## Work instruction
Which lines of the data below hold "target"? Copy each of them.

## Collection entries

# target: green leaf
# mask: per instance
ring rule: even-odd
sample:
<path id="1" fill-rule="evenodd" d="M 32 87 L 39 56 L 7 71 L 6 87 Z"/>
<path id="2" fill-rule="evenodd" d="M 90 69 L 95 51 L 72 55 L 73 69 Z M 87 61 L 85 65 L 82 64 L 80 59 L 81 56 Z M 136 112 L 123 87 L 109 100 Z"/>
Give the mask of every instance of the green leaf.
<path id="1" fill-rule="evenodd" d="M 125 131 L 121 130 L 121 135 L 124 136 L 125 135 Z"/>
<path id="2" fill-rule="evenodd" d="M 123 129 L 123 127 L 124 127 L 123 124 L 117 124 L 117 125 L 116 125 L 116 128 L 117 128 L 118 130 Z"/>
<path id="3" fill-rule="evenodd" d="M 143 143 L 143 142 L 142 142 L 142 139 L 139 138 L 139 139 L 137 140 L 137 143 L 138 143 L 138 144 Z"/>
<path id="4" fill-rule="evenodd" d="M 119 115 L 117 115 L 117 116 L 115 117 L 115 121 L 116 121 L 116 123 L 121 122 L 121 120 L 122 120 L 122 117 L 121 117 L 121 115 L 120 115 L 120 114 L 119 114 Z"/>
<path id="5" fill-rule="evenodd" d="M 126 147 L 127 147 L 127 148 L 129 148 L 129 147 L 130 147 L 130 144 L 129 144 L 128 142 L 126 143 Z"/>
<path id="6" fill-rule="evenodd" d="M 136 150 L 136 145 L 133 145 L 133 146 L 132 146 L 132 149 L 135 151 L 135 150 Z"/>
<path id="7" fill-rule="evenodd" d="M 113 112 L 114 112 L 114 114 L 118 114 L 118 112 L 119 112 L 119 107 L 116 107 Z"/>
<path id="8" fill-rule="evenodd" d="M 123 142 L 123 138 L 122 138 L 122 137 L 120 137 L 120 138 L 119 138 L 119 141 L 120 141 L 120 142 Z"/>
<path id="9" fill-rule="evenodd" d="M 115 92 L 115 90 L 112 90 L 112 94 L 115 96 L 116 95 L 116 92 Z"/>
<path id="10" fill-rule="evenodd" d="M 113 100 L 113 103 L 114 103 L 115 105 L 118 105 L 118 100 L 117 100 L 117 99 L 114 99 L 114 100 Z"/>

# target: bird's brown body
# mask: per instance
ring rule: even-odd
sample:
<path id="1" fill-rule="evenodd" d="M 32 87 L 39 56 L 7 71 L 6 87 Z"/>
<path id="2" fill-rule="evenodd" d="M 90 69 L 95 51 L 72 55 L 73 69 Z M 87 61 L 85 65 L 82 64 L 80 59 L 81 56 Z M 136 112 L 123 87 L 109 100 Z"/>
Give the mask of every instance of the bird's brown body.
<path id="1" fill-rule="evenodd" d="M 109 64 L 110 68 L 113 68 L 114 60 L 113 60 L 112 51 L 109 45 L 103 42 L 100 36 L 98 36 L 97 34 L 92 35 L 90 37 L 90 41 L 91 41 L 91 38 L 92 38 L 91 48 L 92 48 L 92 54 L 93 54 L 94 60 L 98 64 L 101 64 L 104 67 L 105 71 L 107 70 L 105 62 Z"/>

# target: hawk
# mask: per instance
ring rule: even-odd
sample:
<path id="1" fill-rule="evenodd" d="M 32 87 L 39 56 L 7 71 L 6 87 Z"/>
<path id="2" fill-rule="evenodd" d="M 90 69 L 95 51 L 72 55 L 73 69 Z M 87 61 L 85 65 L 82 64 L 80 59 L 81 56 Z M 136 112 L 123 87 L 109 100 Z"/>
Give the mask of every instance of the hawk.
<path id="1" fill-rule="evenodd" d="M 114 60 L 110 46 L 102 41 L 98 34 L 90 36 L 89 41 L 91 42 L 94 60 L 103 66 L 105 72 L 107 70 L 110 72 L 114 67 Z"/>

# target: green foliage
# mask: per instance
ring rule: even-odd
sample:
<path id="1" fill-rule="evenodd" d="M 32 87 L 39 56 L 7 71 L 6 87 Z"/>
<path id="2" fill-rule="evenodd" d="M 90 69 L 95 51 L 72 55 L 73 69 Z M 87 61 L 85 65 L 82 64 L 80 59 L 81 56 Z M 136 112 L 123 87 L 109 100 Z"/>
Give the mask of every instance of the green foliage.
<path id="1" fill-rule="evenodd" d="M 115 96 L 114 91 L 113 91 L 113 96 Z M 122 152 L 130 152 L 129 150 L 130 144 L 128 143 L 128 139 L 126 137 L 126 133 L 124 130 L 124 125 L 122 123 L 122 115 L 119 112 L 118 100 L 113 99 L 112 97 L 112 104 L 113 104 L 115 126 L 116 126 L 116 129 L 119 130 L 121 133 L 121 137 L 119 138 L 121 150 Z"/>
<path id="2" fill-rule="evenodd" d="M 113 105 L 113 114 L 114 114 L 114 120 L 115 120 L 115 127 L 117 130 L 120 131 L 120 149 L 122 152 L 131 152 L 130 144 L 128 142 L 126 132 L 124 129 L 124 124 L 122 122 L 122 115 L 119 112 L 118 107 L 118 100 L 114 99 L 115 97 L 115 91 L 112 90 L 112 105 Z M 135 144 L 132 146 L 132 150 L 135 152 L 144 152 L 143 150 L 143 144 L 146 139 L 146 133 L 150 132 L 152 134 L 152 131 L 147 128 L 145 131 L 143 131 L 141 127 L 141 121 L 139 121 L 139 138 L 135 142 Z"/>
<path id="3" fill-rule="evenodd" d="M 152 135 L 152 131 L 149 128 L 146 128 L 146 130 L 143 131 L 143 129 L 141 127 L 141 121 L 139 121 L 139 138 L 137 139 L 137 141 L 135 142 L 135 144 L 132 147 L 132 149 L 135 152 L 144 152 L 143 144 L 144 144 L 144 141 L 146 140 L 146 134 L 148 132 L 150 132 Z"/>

## Output of the task
# target: green leaf
# target: bird's brown body
# target: hawk
# target: green foliage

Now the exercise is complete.